## ACTIVITIES
1) In the interview about health technology assessment in India, who chaired the panel at HTAi?
2) From the interview about health technology assessment in India, copy word for word the passage from "Essentially what we" to "evidence and policy.".
3) Resume the interview about health technology assessment in India, starting after its last sentence.

Last month Laura Downey, GHD, convened a panel at HTAi to discuss how health technology assessment is being used to make UHC a reality in India.
The panel was chaired by Kalipso Chalkidou, GHD, and speakers alongside Laura included representatives from the Department of Health Research (DHR), Ministry of Health and Family Welfare, Government of India and the Post Graduate Institute of Medical Education and Research (PGIMER), Chandigarh, India.
We had some questions for Laura about the panel session and the supporting BMJ paper that was recently published:
What is meant by ‘Institutionalizing HTA’?
Essentially what we mean by this is moving towards a health system where Indian policy makers use evidence generated through HTA to inform their decisions for how health resources are allocated. In order for this to reach the point of “institutionalization”, we would hope that such evidence-informed decision making would be diffused widely. This would be at both the National, or Union, level, as well as at the level of the States, where health is a State-lead subject in India. There’s a long way to go before the country comes close to reaching this point. However, the DHR is taking active measures to bring the HTA message to policymakers across the country in an effort to lay the foundation to effectively bridge the gap between evidence and policy.
How do you build national capacity?
It’s important to define here what we mean by “HTA capacity”, as there are a number of areas for which building up local skills and knowledge is necessary to effectively support the HTA ecosystem.
From the technical perspective, it’s important to build capacity for undertaking economic analyses and developing a robust methodological guide for the conduct of analysis, or what we call a Reference Case. We recently ran a training workshop on economic analyses for HTA in Kerala, which was delivered collectively by experts from Imperial College London, HITAP Thailand, and PGIMER. PGIMER has also developed a series of online modules for studying HTA, which will ensure wider-reach of building skills in this area across the country.
From the wider policy perspective, capacity needs to be built for the policymakers and their health system colleagues to be able to understand and use the HTA results to their advantage. iDSI recently facilitated a study trip for Indian policymakers and academics to Thailand to learn from Thai policymakers on how they have been able to use HTA to achieve UHC.
Capacity-building through education and engagement is also taking place with the stakeholder community. Stakeholders refer to all those with an interest in the analysis, such as the patients themselves who are the ultimate beneficiaries of the policy decisions, as well as civil society organizations, industry bodies, non-government groups, and the clinical and allied health community. Through education stakeholders are empowered to take an active role in how the HTA research questions are shaped, and inform the decisions that are made. iDSI recently co-facilitated a stakeholder consultation event on HTA with the Indian Council of Medical Research and DHR, which brought together academics and policymakers to discuss HTA, its need in India, and the establishment of the MTAB. Further stakeholder engagement meetings are planned to take place in the coming months.

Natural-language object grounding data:
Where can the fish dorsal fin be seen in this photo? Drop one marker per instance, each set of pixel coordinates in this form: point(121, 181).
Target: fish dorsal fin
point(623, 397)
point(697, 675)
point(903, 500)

## TASK ANSWERS
1) Kalipso Chalkidou, GHD

2)
Essentially what we mean by this is moving towards a health system where Indian policy makers use evidence generated through HTA to inform their decisions for how health resources are allocated. In order for this to reach the point of “institutionalization”, we would hope that such evidence-informed decision making would be diffused widely. This would be at both the National, or Union, level, as well as at the level of the States, where health is a State-lead subject in India. There’s a long way to go before the country comes close to reaching this point. However, the DHR is taking active measures to bring the HTA message to policymakers across the country in an effort to lay the foundation to effectively bridge the gap between evidence and policy.

3)
What are the next steps?
There is a long way to go before HTA will be effectively “institutionalised” in India, but the MTAB team at DHR are laying strong foundations for taking the program of work forward. Robust methods and process guidelines are being drafted to guide technically rigorous and uniform analyses. Training to build skills for economic analysis will continue to be delivered; technical exercises to pilot the methods, processes, and technical skills will be undertaken; and the political and stakeholder economy will be addressed along the way through active engagement, advocacy, and education.
iDSI will continue to support this incredible National effort, which represents not only an international collaboration, but a collaboration between complex networks of institutions from all over India. In a country as large as this, where the population is now said to have surpassed that of China, institutionalising the highly complex process of using HTA evidence to inform policy decisions is a formidable task. However, the herculean efforts already shown by the government of India, led by DHR and the MTAB team, and their technical partners from across the country is nothing short of incredible.
Writing from London on the 1 year anniversary of Brexit where political parlance continues in an unending circular discourse devoid of any discernible path forward, I think we can all learn a lesson from our Indian colleagues.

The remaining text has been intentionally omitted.